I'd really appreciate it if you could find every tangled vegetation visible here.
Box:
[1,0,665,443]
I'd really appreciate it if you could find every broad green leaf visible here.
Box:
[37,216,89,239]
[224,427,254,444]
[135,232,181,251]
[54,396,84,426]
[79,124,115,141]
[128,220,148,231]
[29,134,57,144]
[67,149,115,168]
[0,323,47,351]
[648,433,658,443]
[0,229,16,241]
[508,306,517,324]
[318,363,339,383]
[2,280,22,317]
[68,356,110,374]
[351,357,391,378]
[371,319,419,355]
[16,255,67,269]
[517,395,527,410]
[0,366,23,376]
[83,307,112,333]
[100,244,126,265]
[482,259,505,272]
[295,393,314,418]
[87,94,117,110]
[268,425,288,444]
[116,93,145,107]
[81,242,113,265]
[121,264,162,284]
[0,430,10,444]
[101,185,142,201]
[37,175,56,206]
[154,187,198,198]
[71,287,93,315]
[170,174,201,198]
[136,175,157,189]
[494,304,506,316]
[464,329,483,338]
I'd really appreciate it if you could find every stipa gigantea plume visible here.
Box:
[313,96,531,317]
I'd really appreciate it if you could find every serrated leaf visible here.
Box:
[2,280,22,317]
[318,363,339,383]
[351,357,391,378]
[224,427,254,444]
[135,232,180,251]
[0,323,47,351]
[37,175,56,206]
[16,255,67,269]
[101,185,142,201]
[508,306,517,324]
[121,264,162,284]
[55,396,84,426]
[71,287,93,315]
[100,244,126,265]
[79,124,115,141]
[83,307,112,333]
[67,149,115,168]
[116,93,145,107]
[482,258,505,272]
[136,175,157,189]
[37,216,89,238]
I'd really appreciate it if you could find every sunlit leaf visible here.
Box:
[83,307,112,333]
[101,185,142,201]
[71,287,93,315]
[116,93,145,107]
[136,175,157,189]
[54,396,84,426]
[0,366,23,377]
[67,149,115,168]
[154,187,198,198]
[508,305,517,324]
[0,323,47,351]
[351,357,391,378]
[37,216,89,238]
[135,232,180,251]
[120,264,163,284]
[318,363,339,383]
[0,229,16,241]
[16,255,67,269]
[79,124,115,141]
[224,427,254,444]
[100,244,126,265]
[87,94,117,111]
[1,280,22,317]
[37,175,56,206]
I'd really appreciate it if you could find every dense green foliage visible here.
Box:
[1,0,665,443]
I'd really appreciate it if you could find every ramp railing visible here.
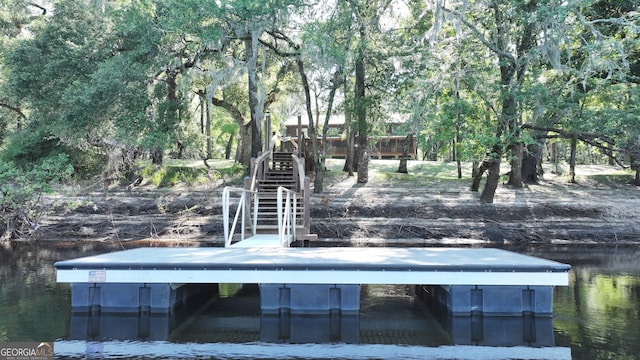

□ □ □ □

▸ Work item
Copy all lines from the material above that hold the word "green".

▸ Solution for this exercise
I'd really appreciate it if you could find every broad green leaf visible here.
I'd really appreciate it if you could find every dense green foliage visible here.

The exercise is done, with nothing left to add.